• _Extract to read_:
----------------

The party was formed in January 1991 after the merger of the Communist Party of Nepal (Marxist) and the Communist Party of Nepal (Marxist–Leninist). The party merged with CPN (Maoist Centre) to form the Nepal Communist Party on 17 May 2018 but the new party was dissolved and CPN (UML) was revived by a Supreme Court decision on 8 March 2021. The party claimed to have 650,000 members as of August 2025, down from 855,000 in December 2021.

In 2025, the party faced a wave of criticism, including from many other Nepali Marxist-Leninist groups, for accusations of engaging in mass nepotism, brutalizing protesters, backsliding democracy, banning social media and becoming the new elite it once overthrew. Its Chairman, K. P. Sharma Oli, resigned and dissolved the cabinet, as per protest demands. Later the parliament was dissolved for a fresh mandate.

----------------

• _Task instructions_:
Please rewrite the paragraph of the CPN (UML) extract that begins "In 2025, the party faced" as a short bulleted list that keeps its main facts.

----------------

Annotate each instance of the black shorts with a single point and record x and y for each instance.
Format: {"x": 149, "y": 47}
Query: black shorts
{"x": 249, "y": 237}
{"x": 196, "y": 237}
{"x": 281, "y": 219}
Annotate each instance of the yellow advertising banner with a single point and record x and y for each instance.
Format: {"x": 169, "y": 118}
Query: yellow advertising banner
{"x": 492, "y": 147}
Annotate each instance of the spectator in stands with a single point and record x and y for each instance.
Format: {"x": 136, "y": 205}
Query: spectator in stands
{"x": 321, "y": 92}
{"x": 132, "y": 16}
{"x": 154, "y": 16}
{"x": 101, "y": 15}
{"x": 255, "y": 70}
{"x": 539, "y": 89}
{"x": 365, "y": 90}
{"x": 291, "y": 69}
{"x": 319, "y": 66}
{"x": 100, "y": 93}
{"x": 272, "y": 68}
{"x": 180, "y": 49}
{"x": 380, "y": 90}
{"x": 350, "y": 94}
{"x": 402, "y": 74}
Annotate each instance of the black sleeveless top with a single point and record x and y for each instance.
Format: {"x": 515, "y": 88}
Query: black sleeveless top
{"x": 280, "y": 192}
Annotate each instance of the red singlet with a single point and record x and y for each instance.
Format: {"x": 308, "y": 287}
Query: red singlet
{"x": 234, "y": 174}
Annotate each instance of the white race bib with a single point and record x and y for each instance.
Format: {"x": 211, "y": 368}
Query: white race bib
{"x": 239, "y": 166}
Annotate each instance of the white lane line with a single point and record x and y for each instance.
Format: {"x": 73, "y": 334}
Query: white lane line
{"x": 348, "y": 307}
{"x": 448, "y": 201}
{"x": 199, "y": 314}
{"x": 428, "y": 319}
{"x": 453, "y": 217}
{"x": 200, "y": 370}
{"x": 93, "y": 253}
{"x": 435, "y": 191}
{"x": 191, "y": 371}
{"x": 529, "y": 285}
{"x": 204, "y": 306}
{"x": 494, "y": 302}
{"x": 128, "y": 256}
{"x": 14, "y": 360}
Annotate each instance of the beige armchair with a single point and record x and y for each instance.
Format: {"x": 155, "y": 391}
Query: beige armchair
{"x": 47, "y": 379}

----------------

• _Result_:
- In 2025 the party faced a wave of criticism, including from many other Nepali Marxist-Leninist groups.
- It was accused of mass nepotism, brutalizing protesters, backsliding democracy, banning social media, and becoming the new elite it once overthrew.
- Chairman K. P. Sharma Oli resigned and dissolved the cabinet, as the protesters demanded.
- Parliament was later dissolved for a fresh mandate.